■ PROBLEM STATEMENT ■
Without including any picture, transcribe the entries below word for word.

[Records from a dataset]
------------------------------------------------------------------------
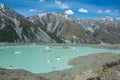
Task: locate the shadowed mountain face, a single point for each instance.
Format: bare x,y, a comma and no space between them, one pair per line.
56,27
15,28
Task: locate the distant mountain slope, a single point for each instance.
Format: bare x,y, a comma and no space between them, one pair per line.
15,28
63,26
56,27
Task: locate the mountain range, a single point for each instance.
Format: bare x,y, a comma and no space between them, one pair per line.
53,27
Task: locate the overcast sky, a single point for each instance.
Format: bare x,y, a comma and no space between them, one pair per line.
77,8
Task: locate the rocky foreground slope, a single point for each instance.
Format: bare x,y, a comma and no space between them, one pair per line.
101,66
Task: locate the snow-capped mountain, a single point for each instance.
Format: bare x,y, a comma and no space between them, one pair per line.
15,28
56,27
63,26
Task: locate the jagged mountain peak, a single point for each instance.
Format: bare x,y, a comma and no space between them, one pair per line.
108,18
16,28
1,5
------------------------------------------------------------------------
■ REPLY TO THE EXERCISE ■
Task: locate the shadowed mountain face, a single point for each instance.
Format: bare x,y, a comma and no space between them, one pair per line.
56,27
15,28
Task: locate the distant mountain slope, a single point for each instance.
Format: bare x,y, a comma and no space between them, one pair per line.
15,28
63,26
56,27
Task: locate the mountain range, a single point for each instance.
Format: bare x,y, a comma and no space between them, one pair per line.
53,27
Task: locate the overcast sky, a single point for each instance.
Format: bare x,y, a comma and no space between them, one pair per line.
77,8
Task: locate the rocky foreground slope, a single point for each instance.
Format: bare x,y, a comma and no space between them, one pair per line.
101,66
Task: locate the snow-capped mountain, a single point for each instance.
Format: bare x,y, a comma and no space between them, one pair per line.
15,28
56,27
63,26
Task: locate the jagged mountain peak, a single point for each instance.
Format: bare x,y, a comma and no space between them, one pair per line.
108,18
16,28
1,5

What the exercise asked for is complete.